:: To do ::
Write out the listing below line for line, changing nothing.
──────
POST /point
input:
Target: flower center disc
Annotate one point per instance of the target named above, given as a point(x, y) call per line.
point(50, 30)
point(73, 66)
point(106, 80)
──────
:: Solution for this exercise ::
POST /point
input:
Target: flower center disc
Annotate one point per instance of the target named above, given as a point(x, y) call per line.
point(50, 30)
point(73, 66)
point(106, 80)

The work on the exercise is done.